Recorded information Block Start
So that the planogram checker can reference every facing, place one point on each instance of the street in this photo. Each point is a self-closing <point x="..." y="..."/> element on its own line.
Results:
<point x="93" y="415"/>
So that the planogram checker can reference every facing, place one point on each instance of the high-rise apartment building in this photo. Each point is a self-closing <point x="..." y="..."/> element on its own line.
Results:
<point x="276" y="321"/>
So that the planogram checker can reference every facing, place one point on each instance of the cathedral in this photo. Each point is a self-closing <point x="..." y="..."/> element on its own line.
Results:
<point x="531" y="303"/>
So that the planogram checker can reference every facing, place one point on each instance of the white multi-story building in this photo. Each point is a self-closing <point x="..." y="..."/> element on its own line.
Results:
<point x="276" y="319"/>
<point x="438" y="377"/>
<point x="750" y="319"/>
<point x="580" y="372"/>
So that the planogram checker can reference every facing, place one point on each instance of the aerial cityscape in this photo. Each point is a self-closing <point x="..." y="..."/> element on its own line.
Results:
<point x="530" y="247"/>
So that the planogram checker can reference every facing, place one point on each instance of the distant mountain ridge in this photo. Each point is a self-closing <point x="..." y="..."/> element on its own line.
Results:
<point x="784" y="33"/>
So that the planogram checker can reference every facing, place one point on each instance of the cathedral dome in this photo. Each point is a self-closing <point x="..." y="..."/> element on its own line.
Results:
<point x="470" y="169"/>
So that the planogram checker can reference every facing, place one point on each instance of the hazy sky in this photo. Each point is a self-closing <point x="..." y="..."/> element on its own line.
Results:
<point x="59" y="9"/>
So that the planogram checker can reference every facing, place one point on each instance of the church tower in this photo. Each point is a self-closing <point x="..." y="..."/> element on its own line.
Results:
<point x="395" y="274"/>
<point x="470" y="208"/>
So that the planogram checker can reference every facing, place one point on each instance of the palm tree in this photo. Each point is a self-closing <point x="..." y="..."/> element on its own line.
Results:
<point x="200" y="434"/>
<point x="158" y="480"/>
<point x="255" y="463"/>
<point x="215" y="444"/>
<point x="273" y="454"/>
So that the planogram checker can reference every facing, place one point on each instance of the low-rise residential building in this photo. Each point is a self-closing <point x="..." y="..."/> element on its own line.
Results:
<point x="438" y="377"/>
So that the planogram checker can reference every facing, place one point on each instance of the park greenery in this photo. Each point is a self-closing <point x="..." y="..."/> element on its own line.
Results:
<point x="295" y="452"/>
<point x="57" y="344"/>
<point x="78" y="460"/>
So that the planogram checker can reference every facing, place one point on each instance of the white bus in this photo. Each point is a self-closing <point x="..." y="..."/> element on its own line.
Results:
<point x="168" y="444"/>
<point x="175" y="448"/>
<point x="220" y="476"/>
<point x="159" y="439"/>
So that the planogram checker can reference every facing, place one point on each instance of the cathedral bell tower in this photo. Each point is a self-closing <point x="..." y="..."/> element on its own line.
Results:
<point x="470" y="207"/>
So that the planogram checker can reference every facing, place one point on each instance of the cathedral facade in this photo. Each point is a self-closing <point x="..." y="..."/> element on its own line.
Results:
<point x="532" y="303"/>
Recorded information Block End
Problem description » Give the number of lines in the data that contain the word "tower", and add no other text.

Response to this task » 2